Answer these questions using the code review comment below.
(a) What is the number of the pull request being commented on?
(b) What type is declared for the `projection` field of `FileReaderBuilder`?
(c) According to the doc comment, which method converts a builder into a reader?

PASSAGE:
• • • • •

Re: [PR] Add FileReaderBuilder for arrow-ipc to allow reading large no. of column files [arrow-rs]

via GitHub Fri, 01 Dec 2023 02:23:23 -0800


Jefffrey commented on code in PR #5136:
URL: https://github.com/apache/arrow-rs/pull/5136#discussion_r1411897792



##########
arrow-ipc/src/reader.rs:
##########
@@ -498,61 +498,39 @@ pub fn read_dictionary(
     Ok(())
 }
 
-/// Arrow File reader
-pub struct FileReader<R: Read + Seek> {
-    /// Buffered file reader that supports reading and seeking
-    reader: BufReader<R>,
-
-    /// The schema that is read from the file header
-    schema: SchemaRef,
-
-    /// The blocks in the file
-    ///
-    /// A block indicates the regions in the file to read to get data
-    blocks: Vec<crate::Block>,
-
-    /// A counter to keep track of the current block that should be read
-    current_block: usize,
-
-    /// The total number of blocks, which may contain record batches and other 
types
-    total_blocks: usize,
+/// Build an Arrow [`FileReader`] with custom options.
+#[derive(Debug, Default)]
+pub struct FileReaderBuilder {
+    /// Optional projection for which columns to load (zero-based column 
indices)
+    projection: Option<Vec<usize>>,
+    /// Flatbuffers options for parsing footer
+    verifier_options: VerifierOptions,
+}
 
-    /// Optional dictionaries for each schema field.
+impl FileReaderBuilder {
+    /// Options for creating a new [`FileReader`].
     ///
-    /// Dictionaries may be appended to in the streaming format.
-    dictionaries_by_id: HashMap<i64, ArrayRef>,
-
-    /// Metadata version
-    metadata_version: crate::MetadataVersion,
-
-    /// User defined metadata
-    custom_metadata: HashMap<String, String>,
+    /// To convert a builder into a reader, call [`FileReaderBuilder::build`].

• • • • •

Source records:
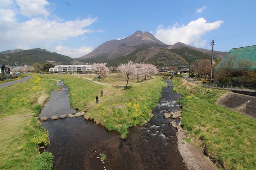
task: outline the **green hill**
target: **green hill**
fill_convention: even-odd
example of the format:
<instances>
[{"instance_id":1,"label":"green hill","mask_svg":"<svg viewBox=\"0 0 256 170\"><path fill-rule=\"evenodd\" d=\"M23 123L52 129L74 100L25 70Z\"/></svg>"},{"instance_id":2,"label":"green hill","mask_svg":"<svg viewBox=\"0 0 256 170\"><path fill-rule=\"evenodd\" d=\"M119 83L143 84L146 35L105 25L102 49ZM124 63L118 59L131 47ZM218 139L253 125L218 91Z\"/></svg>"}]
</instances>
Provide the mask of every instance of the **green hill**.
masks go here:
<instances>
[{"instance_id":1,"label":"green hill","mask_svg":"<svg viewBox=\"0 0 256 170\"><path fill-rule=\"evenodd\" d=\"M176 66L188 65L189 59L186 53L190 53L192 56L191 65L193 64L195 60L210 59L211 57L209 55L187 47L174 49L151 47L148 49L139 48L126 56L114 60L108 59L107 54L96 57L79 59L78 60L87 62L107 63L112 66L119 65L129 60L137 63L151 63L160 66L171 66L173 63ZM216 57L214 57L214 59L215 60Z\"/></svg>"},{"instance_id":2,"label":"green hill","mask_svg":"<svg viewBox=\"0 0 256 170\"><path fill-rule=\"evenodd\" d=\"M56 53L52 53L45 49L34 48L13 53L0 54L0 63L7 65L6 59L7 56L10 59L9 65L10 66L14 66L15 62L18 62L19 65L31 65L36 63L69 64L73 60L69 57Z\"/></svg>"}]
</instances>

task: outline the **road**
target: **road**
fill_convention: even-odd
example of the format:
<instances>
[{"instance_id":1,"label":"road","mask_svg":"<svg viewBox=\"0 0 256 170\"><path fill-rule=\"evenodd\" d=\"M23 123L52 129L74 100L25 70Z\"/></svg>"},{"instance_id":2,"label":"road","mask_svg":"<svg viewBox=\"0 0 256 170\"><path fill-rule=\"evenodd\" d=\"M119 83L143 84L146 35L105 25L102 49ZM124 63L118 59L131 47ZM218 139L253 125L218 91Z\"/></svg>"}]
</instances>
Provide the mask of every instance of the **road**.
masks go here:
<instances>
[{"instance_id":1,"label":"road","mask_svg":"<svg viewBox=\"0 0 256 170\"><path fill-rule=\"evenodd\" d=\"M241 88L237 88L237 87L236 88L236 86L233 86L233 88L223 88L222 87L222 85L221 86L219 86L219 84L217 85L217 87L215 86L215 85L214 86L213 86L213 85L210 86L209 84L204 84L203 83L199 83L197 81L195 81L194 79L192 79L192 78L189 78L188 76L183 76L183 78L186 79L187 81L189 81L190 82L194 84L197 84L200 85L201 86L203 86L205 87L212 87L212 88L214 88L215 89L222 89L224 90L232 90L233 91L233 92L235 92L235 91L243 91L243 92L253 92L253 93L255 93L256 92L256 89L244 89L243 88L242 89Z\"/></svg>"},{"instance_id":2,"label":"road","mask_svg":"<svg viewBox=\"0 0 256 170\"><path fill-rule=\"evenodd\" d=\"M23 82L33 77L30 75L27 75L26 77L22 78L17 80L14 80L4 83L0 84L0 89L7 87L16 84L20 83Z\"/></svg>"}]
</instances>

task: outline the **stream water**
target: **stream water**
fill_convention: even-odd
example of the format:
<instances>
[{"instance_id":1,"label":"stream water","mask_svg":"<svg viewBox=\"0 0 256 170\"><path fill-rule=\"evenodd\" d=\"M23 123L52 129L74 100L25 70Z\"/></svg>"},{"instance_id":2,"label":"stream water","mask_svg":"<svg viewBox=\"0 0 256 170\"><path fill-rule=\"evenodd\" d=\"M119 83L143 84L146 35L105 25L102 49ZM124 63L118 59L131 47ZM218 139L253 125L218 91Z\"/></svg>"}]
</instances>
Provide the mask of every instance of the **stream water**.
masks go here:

• • • • •

THE ANSWER:
(a) #5136
(b) `Option<Vec<usize>>`
(c) `FileReaderBuilder::build`